● STATED PROBLEM: Reproduce the rows starting at the line containing "[mark] region of open mouth" and ending at the last line of the rows, with both ends included. Leave the pictures out of your answer.

Region annotation items
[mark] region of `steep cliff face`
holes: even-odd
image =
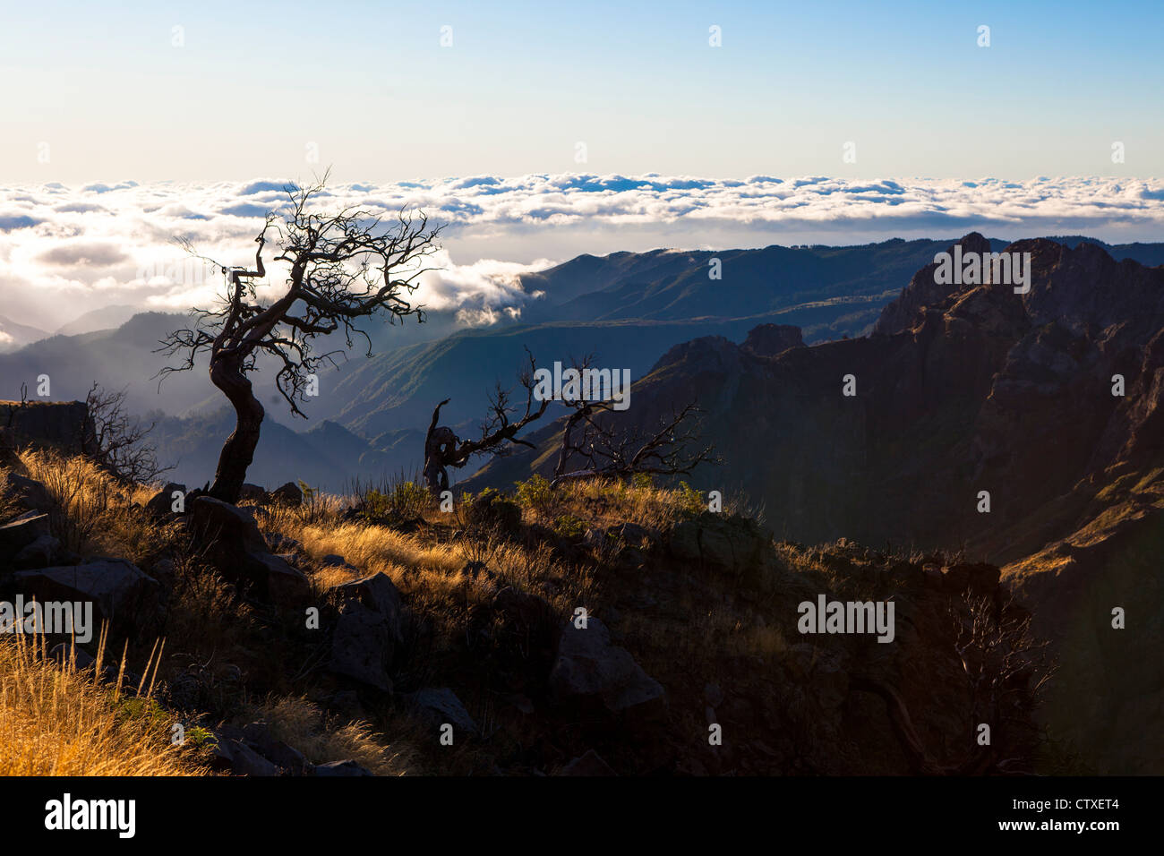
[[[931,264],[865,339],[676,346],[636,384],[633,418],[697,398],[726,461],[698,479],[762,501],[797,540],[1029,554],[1073,531],[1107,468],[1162,455],[1164,269],[1092,245],[1005,252],[1030,254],[1027,293],[938,285]]]
[[[84,402],[0,401],[0,426],[10,429],[17,446],[80,454],[92,423]]]
[[[956,249],[989,248],[971,234]],[[676,346],[634,384],[627,418],[698,399],[725,464],[689,481],[741,489],[778,538],[1002,567],[1058,659],[1042,722],[1088,769],[1161,772],[1164,267],[1088,243],[1003,252],[1029,254],[1029,288],[938,282],[930,264],[868,338]],[[548,471],[553,433],[505,475]]]

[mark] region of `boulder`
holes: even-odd
[[[219,751],[230,762],[235,776],[278,776],[279,769],[242,741],[220,741]]]
[[[549,691],[559,702],[602,707],[610,714],[653,717],[666,707],[659,681],[643,671],[630,651],[612,645],[610,631],[589,617],[580,629],[567,622],[549,673]]]
[[[404,696],[405,706],[417,716],[434,728],[448,723],[453,726],[453,731],[462,734],[476,734],[477,723],[469,716],[464,705],[456,698],[448,687],[420,689]]]
[[[26,511],[51,511],[55,504],[44,484],[19,473],[7,473],[0,481],[0,500]]]
[[[49,567],[61,557],[61,542],[51,535],[42,535],[31,544],[26,545],[12,560],[16,571],[29,571],[37,567]]]
[[[199,547],[225,579],[278,606],[296,606],[310,597],[307,578],[268,552],[253,517],[211,496],[197,497],[190,510]]]
[[[16,453],[16,434],[10,427],[0,427],[0,467],[24,472],[24,462]]]
[[[574,758],[569,764],[559,770],[555,776],[617,776],[610,769],[610,764],[592,749],[588,750],[581,758]]]
[[[120,632],[141,636],[157,617],[157,581],[125,559],[100,558],[84,565],[19,571],[12,581],[26,599],[35,595],[42,603],[92,601],[94,623],[108,621]]]
[[[303,490],[293,481],[289,481],[283,487],[276,488],[271,491],[271,503],[276,505],[301,505],[303,504]]]
[[[58,642],[54,645],[49,651],[49,658],[62,666],[72,662],[76,664],[78,672],[83,668],[88,668],[97,662],[84,649],[70,645],[68,642]]]
[[[173,494],[180,493],[185,496],[186,486],[177,482],[169,482],[164,488],[154,494],[146,503],[146,510],[154,517],[164,517],[173,511]],[[185,505],[183,505],[185,507]]]
[[[669,547],[675,559],[729,574],[762,590],[772,590],[780,573],[772,533],[740,515],[703,511],[672,530]]]
[[[375,776],[371,770],[354,761],[333,761],[317,764],[312,771],[315,776]]]
[[[47,535],[49,535],[49,516],[40,511],[27,511],[0,526],[0,556],[17,553]]]
[[[400,593],[384,574],[345,582],[329,590],[336,603],[328,668],[391,692],[389,668],[403,641]]]
[[[254,502],[258,505],[265,505],[270,501],[271,495],[267,490],[249,482],[243,484],[242,490],[239,493],[239,502]]]

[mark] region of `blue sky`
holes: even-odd
[[[1162,3],[6,6],[0,182],[1164,175]]]

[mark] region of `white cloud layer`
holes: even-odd
[[[190,238],[226,263],[248,263],[258,218],[285,201],[284,184],[0,188],[0,316],[55,330],[111,304],[179,310],[205,303],[220,280],[207,278],[172,239]],[[435,260],[445,270],[426,276],[420,300],[456,311],[467,324],[519,312],[533,296],[521,291],[518,275],[579,253],[858,243],[971,229],[1010,239],[1081,233],[1110,242],[1164,235],[1164,182],[1156,179],[474,176],[338,184],[320,201],[383,212],[419,207],[448,224],[447,249]]]

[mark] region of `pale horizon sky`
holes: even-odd
[[[7,7],[0,184],[1164,176],[1161,3]]]

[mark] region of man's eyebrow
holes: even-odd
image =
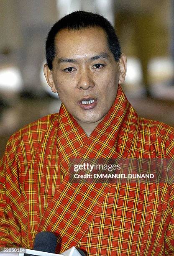
[[[101,53],[98,55],[94,56],[90,59],[90,60],[94,61],[98,59],[108,59],[109,58],[109,55],[106,53]],[[57,59],[57,62],[58,63],[61,63],[61,62],[70,62],[71,63],[77,63],[78,61],[74,59],[68,59],[67,58],[59,58]]]
[[[59,58],[57,59],[57,62],[58,62],[58,63],[61,63],[61,62],[76,63],[77,61],[76,59],[74,59]]]
[[[98,55],[96,55],[96,56],[94,56],[94,57],[92,57],[90,59],[91,60],[95,60],[96,59],[108,59],[109,55],[106,53],[101,53]]]

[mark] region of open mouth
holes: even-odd
[[[83,109],[91,109],[93,108],[97,105],[96,99],[91,97],[84,98],[79,102],[79,105]]]
[[[93,102],[95,102],[95,100],[92,100],[92,99],[90,99],[88,100],[82,100],[82,104],[91,104],[91,103],[93,103]]]

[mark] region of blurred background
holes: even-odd
[[[115,28],[128,57],[123,89],[141,117],[174,126],[172,0],[0,0],[0,157],[10,135],[59,112],[44,77],[51,27],[77,10],[101,14]]]

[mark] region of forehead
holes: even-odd
[[[57,34],[54,44],[56,55],[65,57],[82,54],[110,54],[106,34],[100,27],[86,28],[79,30],[63,29]]]

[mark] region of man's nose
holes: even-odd
[[[87,90],[90,87],[93,88],[94,85],[90,71],[85,70],[80,72],[77,85],[78,89]]]

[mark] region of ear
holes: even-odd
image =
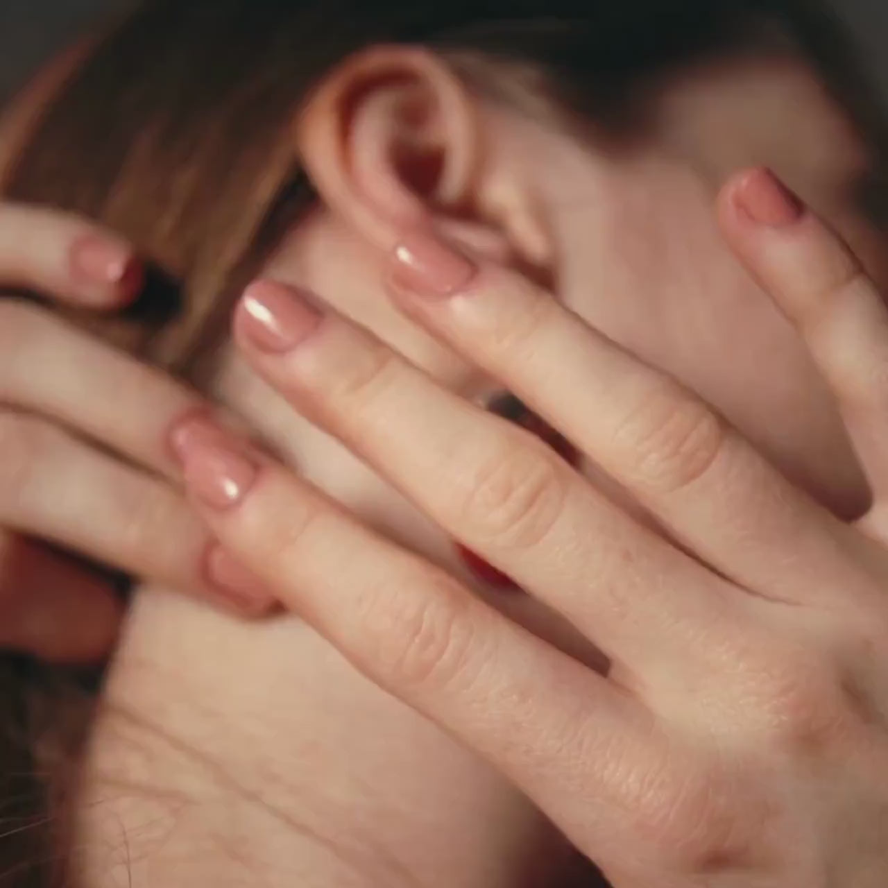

● RESPONSE FOR THIS EXERCISE:
[mark] region of open mouth
holes: even-odd
[[[83,109],[91,109],[93,108],[97,105],[96,99],[91,97],[84,98],[79,102],[79,105]]]
[[[93,102],[95,102],[95,100],[92,100],[92,99],[90,99],[88,100],[82,100],[82,104],[91,104],[91,103],[93,103]]]

[mark] region of blurred background
holes: even-odd
[[[115,28],[128,57],[123,89],[141,117],[174,126],[172,0],[0,0],[0,157],[10,135],[59,112],[44,77],[51,27],[77,10],[101,14]]]

[mark] region of forehead
holes: even-odd
[[[57,34],[54,44],[56,55],[65,57],[82,54],[110,54],[106,34],[100,27],[86,28],[79,30],[63,29]]]

[mark] region of man's nose
holes: even-odd
[[[87,90],[90,87],[93,88],[94,85],[90,71],[85,70],[80,72],[77,85],[78,89]]]

[mark] region of ear
holes: even-odd
image =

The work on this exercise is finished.